**** Given records ****

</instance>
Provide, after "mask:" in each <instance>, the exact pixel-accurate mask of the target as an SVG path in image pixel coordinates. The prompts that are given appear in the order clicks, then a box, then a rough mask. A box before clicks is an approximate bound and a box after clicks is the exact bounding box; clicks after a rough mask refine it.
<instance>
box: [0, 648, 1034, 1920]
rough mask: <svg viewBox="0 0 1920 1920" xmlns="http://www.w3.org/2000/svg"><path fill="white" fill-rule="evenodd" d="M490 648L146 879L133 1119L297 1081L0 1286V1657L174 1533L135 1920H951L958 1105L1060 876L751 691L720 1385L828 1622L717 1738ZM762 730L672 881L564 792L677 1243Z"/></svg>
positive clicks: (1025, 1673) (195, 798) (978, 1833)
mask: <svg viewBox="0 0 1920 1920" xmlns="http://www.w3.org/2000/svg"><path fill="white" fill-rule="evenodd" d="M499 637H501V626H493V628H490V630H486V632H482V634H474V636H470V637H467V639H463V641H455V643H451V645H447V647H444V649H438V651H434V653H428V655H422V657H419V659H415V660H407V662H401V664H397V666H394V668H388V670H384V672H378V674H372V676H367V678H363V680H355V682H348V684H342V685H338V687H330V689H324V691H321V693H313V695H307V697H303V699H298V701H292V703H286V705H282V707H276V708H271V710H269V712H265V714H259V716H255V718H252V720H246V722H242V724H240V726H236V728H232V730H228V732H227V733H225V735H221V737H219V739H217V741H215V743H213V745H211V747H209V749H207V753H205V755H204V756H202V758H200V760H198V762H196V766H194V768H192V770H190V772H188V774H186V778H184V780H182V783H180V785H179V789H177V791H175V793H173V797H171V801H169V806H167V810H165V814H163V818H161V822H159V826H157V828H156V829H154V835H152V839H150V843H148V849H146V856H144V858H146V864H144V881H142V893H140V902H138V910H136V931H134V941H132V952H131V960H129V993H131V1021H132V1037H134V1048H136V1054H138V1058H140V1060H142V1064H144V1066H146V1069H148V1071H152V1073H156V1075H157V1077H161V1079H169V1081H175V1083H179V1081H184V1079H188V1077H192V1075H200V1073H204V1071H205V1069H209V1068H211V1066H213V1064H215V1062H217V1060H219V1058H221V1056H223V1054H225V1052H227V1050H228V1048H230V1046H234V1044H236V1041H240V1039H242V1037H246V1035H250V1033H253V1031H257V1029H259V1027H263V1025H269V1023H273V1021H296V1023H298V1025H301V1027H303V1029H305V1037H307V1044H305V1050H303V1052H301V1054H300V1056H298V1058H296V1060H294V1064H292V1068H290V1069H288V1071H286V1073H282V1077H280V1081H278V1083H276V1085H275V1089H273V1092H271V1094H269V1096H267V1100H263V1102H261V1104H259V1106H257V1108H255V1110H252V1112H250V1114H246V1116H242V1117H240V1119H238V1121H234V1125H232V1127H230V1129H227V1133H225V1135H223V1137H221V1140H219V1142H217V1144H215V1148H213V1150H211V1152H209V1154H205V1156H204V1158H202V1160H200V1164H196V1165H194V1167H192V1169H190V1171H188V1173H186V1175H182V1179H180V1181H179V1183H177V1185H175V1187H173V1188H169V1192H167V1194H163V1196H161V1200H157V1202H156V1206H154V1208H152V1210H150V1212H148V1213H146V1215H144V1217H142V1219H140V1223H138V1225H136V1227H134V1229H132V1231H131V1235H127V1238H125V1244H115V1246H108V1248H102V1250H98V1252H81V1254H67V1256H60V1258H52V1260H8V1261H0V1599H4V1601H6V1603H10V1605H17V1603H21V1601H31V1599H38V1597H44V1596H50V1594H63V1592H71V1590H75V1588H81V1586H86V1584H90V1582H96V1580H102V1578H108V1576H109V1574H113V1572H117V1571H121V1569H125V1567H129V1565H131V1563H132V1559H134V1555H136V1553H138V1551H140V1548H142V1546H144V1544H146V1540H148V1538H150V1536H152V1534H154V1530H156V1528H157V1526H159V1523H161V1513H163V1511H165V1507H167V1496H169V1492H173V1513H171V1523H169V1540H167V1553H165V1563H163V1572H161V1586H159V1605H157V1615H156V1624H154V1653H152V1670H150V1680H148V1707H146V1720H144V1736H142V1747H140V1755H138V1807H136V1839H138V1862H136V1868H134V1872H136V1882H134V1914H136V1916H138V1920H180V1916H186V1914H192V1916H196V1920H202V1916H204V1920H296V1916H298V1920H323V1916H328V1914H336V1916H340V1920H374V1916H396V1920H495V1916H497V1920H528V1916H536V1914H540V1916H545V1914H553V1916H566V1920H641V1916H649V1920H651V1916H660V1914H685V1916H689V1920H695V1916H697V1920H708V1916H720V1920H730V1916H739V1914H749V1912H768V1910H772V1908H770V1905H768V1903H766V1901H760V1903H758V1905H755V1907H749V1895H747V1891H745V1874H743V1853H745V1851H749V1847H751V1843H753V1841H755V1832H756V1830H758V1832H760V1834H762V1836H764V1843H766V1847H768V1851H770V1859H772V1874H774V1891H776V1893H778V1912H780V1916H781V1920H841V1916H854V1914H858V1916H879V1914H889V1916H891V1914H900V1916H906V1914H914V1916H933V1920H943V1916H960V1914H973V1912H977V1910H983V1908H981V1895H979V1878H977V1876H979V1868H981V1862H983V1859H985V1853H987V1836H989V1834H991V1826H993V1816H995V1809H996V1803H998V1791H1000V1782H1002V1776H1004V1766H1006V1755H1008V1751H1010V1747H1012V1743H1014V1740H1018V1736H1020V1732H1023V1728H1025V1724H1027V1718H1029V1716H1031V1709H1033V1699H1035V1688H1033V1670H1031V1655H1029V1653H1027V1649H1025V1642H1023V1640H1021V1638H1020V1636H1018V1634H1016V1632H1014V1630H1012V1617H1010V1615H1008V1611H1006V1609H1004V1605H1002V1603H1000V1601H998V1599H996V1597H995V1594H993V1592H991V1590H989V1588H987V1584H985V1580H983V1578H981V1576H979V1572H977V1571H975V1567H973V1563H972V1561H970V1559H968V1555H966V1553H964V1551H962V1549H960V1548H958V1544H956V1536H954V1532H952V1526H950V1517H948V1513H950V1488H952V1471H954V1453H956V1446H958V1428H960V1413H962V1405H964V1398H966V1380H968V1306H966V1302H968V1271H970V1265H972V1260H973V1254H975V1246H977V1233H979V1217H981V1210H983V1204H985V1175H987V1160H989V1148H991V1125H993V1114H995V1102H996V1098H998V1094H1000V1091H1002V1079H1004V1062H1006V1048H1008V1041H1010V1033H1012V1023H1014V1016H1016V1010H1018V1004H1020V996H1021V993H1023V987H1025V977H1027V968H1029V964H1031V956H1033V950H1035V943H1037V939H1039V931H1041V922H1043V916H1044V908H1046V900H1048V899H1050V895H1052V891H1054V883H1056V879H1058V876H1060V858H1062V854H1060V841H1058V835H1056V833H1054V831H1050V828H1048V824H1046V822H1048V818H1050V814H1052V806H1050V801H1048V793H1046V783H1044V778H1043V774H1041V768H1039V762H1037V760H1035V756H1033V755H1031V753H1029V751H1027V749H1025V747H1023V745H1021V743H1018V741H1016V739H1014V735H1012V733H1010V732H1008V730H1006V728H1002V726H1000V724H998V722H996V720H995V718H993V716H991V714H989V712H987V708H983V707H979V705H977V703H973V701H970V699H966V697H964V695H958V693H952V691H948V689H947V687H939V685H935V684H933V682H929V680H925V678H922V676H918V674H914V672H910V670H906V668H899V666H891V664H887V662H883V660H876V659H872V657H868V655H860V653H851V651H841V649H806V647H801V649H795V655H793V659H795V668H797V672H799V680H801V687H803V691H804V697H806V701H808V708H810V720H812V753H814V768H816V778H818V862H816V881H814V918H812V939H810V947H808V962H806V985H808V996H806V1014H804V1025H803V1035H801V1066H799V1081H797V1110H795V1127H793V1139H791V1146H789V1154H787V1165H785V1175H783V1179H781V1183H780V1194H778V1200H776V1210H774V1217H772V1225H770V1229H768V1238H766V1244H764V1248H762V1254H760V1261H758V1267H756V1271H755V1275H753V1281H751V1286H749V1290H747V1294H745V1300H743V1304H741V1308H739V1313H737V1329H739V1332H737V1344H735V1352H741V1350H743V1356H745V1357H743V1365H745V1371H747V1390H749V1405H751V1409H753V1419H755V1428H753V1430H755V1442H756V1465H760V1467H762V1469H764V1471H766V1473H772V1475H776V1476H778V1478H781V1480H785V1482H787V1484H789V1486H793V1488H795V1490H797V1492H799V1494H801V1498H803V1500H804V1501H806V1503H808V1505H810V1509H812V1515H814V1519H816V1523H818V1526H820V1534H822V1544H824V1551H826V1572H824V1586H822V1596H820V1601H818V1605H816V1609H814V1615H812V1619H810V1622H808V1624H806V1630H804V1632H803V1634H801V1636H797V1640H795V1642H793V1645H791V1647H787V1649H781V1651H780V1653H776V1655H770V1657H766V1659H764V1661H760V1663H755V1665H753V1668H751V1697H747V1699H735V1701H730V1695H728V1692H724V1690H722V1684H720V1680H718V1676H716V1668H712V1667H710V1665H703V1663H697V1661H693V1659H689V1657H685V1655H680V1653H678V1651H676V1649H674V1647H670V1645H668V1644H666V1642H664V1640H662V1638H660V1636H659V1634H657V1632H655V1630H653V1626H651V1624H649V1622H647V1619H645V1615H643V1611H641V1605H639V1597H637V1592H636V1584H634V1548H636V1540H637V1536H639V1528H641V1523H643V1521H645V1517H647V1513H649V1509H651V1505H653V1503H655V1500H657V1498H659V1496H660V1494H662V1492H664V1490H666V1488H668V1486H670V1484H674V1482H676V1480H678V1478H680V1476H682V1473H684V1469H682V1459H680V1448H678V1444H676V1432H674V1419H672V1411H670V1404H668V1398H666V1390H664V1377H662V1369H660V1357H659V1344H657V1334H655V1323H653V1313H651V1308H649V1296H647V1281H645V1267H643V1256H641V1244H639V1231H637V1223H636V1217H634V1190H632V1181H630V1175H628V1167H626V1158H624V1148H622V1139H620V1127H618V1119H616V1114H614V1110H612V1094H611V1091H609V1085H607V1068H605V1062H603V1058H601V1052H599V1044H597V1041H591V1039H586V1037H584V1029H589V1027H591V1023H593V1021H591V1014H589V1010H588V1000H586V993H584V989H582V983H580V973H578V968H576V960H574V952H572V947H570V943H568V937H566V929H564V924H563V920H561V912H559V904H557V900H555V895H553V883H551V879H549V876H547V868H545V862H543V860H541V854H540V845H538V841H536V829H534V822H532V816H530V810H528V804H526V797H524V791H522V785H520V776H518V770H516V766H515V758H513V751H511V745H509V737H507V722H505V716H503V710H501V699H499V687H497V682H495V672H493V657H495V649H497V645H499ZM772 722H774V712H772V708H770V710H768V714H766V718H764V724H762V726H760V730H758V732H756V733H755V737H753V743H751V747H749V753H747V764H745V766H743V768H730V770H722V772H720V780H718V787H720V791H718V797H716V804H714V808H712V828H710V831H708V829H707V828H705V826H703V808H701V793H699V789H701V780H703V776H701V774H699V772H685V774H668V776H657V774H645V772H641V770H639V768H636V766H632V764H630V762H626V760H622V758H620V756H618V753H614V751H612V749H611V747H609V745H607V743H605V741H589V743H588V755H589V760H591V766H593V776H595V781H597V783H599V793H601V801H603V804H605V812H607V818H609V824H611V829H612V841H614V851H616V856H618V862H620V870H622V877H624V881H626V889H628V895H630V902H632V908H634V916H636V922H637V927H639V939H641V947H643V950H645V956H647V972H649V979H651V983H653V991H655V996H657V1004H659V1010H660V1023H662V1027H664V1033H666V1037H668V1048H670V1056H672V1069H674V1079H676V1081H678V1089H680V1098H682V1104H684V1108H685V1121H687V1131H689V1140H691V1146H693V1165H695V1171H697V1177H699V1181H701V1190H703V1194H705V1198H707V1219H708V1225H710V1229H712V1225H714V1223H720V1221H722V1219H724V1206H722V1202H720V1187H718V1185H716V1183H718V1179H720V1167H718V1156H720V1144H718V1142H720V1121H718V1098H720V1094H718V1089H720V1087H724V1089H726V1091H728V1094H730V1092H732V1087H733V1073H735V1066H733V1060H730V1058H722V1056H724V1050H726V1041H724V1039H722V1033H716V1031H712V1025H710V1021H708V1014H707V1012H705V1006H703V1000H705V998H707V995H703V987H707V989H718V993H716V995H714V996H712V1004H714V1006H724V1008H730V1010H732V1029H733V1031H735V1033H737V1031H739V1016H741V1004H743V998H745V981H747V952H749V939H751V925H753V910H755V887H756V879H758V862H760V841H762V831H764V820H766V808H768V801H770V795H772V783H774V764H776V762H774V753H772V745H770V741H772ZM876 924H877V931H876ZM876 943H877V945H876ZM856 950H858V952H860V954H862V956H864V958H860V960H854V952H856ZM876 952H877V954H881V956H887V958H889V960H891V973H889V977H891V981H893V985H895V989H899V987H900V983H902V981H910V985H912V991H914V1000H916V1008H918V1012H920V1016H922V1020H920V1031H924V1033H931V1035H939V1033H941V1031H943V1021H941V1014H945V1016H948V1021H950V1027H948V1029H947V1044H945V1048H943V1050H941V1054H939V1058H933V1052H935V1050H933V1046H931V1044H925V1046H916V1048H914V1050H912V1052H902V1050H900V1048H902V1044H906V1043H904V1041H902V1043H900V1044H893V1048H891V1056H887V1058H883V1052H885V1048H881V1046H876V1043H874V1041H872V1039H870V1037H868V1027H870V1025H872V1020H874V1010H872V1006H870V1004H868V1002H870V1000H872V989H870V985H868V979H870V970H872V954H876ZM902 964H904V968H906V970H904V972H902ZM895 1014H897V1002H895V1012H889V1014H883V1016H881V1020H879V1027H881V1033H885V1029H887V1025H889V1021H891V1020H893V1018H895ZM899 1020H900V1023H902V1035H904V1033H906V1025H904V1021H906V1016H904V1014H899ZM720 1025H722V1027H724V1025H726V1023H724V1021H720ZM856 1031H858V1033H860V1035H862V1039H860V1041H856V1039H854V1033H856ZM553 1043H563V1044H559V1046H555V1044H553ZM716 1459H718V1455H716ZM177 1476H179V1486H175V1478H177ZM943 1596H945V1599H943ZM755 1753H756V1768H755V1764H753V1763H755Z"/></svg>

****

● Your instructions:
Above are the entries. Output exactly the lines beginning with the line that has "mask refine it." and ending with the line that has "rough mask: <svg".

● Reply to the exercise:
Provide, after "mask:" in each <instance>, the exact pixel-accurate mask of the target as an SVG path in image pixel coordinates. The prompts that are given appear in the order clicks, then a box, then a rough mask. A box before clicks is an approximate bound and a box after clicks is the exact bounding box; clicks after a rough mask refine it.
<instance>
box: [0, 648, 1034, 1920]
rough mask: <svg viewBox="0 0 1920 1920" xmlns="http://www.w3.org/2000/svg"><path fill="white" fill-rule="evenodd" d="M490 648L146 879L133 1119L297 1081L0 1286V1657L174 1533L135 1920H951L958 1105L1060 876L751 691L720 1385L828 1622L717 1738ZM762 730L672 881L564 792L677 1243Z"/></svg>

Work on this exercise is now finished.